§ **Passage provided**:
►

# Bidding ?



## reddog552 (Oct 11, 2007)

I want to see how Ive Done. Bid a job 4 200 amp 3 Ph Panels. Meter cabinet& main disco are already installed,Underground conduit is installed. All I have to do is Pull the feeders extend conduit mount cabinents and terminate. I bid this at $5,000 Dose this seem right? This is labor only Materials are already in the bid.


----------



## 480sparky (Sep 20, 2007)

Not enough information to answer the question.


----------



## MDShunk (Jan 7, 2007)

480sparky said:


> Not enough information to answer the question.


I sorta agree. I could have that much in the panel cost if I went whole-hog.


----------



## mdfriday (May 14, 2007)

MDShunk said:


> I sorta agree. I could have that much in the panel cost if I went whole-hog.


Me too.

you could have that in material....

How long are the feeders?

How much conduit do have to install / extend?

Do you provide cable?

Do you provide the panels? 

Any digging and / or cutting?

How many hours did you figure?


----------



## macmikeman (Jan 23, 2007)

You are way over the top. Cut it in half....


----------



## reddog552 (Oct 11, 2007)

I just have to mount fireboard extend 3" PVC mount 200 amp panel Pull feeders & terminate. This a small strip mall longest run is 75" shortest 15"Ther are 4 panels.Just wondering if my bid $5,000 for the labor was "IN THE BALL PARK" what do U think


----------



## mdfriday (May 14, 2007)

◄

§ **Directive**: Please pick up the forum thread above on bidding the panel installation job and carry it on from its final line.

§ **Location annotation dataset excerpts**:
►

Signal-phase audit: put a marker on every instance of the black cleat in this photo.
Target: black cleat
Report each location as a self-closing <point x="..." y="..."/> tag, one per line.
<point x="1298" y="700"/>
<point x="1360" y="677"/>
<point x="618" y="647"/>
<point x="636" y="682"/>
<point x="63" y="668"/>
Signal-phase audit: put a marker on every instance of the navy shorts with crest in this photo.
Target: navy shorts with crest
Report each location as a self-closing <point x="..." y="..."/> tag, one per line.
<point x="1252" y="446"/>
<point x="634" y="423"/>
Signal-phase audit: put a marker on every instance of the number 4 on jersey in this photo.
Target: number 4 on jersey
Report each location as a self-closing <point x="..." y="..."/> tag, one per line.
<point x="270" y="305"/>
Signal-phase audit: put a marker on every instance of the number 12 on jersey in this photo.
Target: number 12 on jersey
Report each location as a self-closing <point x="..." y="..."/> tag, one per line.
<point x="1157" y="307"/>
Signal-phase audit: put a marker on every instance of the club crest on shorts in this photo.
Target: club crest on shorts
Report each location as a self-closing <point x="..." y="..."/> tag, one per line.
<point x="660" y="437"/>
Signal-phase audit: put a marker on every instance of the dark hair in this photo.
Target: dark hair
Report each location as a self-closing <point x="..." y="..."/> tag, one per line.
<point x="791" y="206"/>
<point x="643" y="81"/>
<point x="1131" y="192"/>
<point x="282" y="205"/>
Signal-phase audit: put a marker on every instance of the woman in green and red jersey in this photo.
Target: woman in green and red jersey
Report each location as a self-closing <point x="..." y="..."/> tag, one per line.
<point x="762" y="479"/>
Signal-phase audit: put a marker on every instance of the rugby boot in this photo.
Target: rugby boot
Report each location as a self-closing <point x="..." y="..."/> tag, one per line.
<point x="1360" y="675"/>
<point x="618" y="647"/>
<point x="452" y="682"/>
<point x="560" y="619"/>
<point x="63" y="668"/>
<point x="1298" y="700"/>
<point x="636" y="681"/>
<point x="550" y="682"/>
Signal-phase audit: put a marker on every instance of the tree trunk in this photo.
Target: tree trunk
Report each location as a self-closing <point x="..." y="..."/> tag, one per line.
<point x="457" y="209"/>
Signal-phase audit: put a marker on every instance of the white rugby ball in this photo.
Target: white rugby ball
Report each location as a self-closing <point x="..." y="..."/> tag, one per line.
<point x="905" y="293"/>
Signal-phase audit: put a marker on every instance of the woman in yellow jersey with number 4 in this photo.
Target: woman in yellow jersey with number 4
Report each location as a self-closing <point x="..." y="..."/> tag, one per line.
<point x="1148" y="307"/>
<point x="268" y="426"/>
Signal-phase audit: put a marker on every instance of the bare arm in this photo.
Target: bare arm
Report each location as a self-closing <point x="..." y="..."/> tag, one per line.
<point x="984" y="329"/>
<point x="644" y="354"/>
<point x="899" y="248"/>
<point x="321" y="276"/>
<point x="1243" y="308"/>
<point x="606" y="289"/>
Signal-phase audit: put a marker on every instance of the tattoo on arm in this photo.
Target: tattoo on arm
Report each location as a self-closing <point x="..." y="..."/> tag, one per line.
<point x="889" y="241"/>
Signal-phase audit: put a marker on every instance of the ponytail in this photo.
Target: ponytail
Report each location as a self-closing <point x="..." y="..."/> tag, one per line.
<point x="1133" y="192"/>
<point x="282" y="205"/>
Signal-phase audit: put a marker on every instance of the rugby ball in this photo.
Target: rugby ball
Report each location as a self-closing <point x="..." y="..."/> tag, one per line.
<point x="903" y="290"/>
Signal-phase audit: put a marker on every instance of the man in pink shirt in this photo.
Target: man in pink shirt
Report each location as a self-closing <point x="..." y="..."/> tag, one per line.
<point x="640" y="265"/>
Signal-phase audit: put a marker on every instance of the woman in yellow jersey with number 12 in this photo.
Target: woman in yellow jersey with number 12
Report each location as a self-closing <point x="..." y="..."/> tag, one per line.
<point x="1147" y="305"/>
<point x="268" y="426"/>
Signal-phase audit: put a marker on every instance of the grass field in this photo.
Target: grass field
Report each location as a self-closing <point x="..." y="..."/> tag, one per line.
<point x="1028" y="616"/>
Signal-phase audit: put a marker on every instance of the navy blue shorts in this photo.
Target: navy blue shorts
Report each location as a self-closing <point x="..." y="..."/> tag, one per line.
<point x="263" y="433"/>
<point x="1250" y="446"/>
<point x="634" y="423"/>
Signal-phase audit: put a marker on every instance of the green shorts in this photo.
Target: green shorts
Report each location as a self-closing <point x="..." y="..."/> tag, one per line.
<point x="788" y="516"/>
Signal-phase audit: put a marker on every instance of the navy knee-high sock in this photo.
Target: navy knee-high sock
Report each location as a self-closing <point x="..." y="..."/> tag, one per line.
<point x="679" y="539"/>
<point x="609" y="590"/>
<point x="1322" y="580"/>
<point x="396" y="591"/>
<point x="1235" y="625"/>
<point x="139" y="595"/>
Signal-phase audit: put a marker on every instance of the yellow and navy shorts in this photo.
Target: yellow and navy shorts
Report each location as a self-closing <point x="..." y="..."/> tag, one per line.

◄

§ **Response to this exercise**:
reddog552 said:


> I just have to mount fireboard extend 3" PVC mount 200 amp panel Pull feeders & terminate. This a small strip mall longest run is 75" shortest 15"Ther are 4 panels.Just wondering if my bid $5,000 for the labor was "IN THE BALL PARK" what do U think


You are too low. There is still not complete enough info to know how far too low.


----------



## nitro71 (Sep 17, 2009)

mdfriday said:


> You are too low. There is still not complete enough info to know how far too low.


That's just a labor estimate he has. 5K might be in the ball park if he's only mounting panels and pulling in the feeders. To me it sounds like two guys for three days. 5K might be really good depending on what part of the country you are in for that labor guestimate.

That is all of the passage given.